◆ Given data ◆
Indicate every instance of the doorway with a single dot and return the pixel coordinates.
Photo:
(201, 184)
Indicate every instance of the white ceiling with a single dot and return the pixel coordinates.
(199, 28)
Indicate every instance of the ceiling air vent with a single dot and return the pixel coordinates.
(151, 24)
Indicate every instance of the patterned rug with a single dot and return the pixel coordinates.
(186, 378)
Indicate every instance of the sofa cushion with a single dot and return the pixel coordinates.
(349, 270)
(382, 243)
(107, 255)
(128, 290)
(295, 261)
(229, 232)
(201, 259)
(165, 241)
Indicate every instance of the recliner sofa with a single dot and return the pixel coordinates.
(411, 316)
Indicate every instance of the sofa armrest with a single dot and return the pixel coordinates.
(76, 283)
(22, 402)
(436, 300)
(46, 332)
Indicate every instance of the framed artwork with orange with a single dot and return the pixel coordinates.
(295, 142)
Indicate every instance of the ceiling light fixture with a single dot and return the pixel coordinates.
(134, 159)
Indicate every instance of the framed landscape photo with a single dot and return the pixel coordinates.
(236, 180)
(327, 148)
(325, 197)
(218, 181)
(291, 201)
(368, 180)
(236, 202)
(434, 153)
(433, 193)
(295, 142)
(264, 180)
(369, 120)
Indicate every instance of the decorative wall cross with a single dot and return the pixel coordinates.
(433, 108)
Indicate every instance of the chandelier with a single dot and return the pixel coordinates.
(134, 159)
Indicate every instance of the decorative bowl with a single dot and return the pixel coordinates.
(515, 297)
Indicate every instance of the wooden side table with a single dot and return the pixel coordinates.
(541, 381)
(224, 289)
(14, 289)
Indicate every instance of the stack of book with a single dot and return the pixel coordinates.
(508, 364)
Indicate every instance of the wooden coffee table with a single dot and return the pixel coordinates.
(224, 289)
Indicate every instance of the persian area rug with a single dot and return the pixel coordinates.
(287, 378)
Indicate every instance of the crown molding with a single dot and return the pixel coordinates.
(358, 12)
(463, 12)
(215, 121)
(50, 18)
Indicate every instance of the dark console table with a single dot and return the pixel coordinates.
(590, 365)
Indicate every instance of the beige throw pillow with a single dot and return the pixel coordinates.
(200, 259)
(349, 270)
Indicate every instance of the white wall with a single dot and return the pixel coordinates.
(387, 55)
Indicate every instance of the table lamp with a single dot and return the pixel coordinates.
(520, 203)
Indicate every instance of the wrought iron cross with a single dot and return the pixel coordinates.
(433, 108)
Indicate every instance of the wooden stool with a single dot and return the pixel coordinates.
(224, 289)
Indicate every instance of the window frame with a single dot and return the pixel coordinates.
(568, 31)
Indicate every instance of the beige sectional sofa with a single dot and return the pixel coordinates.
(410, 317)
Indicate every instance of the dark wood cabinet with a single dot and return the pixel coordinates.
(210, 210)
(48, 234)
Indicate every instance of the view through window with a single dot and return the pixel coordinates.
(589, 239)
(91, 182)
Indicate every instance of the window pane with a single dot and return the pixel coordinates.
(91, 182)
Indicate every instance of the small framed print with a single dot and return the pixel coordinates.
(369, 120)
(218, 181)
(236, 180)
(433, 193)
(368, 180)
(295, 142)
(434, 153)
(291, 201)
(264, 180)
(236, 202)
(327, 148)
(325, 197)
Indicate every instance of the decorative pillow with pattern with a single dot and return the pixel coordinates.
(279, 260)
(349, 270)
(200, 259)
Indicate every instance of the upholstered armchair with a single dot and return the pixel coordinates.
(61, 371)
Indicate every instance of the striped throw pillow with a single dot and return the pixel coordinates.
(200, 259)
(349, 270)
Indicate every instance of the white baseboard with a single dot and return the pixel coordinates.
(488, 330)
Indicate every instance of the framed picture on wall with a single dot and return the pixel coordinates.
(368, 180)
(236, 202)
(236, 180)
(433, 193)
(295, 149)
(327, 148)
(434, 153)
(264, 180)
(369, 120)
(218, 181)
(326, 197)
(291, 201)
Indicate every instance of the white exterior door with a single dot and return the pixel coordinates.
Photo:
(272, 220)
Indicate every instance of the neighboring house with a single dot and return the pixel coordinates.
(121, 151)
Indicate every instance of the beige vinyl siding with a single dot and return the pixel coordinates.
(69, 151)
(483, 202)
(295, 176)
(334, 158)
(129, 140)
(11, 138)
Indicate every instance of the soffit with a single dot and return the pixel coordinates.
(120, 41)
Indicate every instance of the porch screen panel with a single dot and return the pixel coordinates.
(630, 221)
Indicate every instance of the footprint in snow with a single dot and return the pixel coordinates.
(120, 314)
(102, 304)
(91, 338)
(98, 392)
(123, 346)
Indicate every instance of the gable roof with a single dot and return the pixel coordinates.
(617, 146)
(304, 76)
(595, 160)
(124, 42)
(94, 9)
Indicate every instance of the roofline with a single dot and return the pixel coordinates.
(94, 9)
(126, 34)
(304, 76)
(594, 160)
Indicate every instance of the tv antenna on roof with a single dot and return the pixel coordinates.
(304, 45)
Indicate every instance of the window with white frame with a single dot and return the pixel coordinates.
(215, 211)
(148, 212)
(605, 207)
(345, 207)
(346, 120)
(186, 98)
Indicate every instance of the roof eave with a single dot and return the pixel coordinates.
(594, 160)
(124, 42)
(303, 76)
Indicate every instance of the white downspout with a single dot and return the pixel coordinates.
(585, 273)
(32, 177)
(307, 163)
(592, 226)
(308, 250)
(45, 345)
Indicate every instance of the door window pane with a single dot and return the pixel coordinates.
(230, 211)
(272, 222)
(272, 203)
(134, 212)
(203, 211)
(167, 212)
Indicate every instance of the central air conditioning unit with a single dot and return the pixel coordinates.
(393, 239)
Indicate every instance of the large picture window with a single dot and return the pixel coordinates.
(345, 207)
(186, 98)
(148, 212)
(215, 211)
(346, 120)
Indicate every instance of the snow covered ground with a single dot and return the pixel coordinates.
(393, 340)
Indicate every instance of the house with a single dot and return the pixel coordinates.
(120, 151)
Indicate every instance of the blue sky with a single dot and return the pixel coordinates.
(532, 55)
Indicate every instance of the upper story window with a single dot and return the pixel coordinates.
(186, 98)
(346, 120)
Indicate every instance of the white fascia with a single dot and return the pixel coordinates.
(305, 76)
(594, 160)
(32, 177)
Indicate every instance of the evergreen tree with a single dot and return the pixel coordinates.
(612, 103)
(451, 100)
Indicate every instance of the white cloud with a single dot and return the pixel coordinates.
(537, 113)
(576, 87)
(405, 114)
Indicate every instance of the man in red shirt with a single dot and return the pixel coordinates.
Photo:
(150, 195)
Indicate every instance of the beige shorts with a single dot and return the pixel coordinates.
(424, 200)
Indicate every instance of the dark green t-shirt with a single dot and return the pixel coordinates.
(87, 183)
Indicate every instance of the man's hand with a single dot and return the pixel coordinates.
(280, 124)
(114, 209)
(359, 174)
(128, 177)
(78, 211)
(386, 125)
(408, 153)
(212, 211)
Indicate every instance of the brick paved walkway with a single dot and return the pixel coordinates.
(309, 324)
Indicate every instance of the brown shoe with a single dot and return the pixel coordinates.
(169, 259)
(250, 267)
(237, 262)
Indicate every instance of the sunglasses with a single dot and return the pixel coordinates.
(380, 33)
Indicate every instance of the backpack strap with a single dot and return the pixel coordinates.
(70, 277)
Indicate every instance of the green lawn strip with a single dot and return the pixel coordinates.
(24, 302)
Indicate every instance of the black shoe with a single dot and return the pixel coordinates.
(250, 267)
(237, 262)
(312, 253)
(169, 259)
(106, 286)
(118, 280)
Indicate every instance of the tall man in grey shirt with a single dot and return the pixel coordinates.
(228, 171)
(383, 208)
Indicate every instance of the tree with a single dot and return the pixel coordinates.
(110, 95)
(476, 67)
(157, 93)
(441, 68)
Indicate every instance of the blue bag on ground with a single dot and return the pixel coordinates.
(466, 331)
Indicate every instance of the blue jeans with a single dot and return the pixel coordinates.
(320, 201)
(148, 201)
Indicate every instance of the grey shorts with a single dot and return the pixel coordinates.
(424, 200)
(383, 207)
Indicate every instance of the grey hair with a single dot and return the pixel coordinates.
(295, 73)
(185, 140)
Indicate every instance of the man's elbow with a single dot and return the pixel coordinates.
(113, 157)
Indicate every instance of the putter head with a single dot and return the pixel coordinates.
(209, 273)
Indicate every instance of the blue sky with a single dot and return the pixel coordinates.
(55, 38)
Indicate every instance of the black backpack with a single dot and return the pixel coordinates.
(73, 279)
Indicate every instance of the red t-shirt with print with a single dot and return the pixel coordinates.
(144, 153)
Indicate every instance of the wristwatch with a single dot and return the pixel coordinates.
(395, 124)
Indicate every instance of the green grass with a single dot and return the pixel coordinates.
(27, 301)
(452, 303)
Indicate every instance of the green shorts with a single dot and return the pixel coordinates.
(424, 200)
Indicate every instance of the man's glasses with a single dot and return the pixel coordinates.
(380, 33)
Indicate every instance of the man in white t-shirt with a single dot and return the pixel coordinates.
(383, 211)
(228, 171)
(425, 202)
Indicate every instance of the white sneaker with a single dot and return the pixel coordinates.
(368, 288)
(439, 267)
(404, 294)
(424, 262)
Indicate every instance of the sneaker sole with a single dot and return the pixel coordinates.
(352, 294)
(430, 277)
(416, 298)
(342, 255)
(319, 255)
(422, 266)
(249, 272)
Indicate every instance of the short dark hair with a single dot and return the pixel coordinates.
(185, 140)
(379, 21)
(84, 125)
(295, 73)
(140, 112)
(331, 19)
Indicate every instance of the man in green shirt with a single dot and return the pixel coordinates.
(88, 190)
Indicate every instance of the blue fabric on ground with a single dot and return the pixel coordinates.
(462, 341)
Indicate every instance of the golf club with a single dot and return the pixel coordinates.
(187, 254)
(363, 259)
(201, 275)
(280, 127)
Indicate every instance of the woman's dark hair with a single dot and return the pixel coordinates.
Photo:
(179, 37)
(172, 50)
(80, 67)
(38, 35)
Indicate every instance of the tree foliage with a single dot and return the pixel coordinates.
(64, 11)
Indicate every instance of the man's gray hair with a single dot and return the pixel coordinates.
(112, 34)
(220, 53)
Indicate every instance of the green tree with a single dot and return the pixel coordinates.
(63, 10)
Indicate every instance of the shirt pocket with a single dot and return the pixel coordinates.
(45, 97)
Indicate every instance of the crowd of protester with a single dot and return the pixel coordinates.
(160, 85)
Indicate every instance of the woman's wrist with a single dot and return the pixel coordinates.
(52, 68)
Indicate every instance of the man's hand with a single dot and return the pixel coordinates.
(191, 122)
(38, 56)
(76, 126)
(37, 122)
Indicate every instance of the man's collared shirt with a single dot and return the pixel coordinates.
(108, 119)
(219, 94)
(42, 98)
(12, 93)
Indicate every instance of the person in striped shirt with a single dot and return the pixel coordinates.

◆ Task statement ◆
Where the line containing "Indicate every instance of the woman's dark" appears in the data above, begin there and reproduce every line to the end exactly; include nothing else.

◆ Task result ◆
Indicate every instance of the woman's dark hair with a single dot and return the pixel coordinates.
Photo:
(179, 37)
(172, 50)
(80, 67)
(38, 35)
Indicate every instance of the tree foliage with a single dot and return the pixel coordinates.
(64, 11)
Indicate every instance of the man's gray hair with a single dot and return the pixel coordinates.
(112, 34)
(220, 53)
Indicate every instance of the green tree with a single dot and return the pixel coordinates.
(63, 10)
Indicate every instance of the shirt pocket with a single dot and return the pixel coordinates.
(45, 97)
Indicate every instance of the crowd of protester with a single dot and return the pixel coordinates.
(160, 85)
Indicate every instance of the woman's wrist with a single dot and return the pixel coordinates.
(52, 68)
Indicate every instance of the man's hand with a single dot and return the pixel coordinates.
(191, 122)
(38, 56)
(76, 126)
(37, 122)
Indicate every instance of the man's collared shirt with a single dot and return the pixel coordinates.
(108, 119)
(219, 94)
(42, 98)
(12, 93)
Indicate every instance of the person in striped shirt with a single dot and return the pixel coordinates.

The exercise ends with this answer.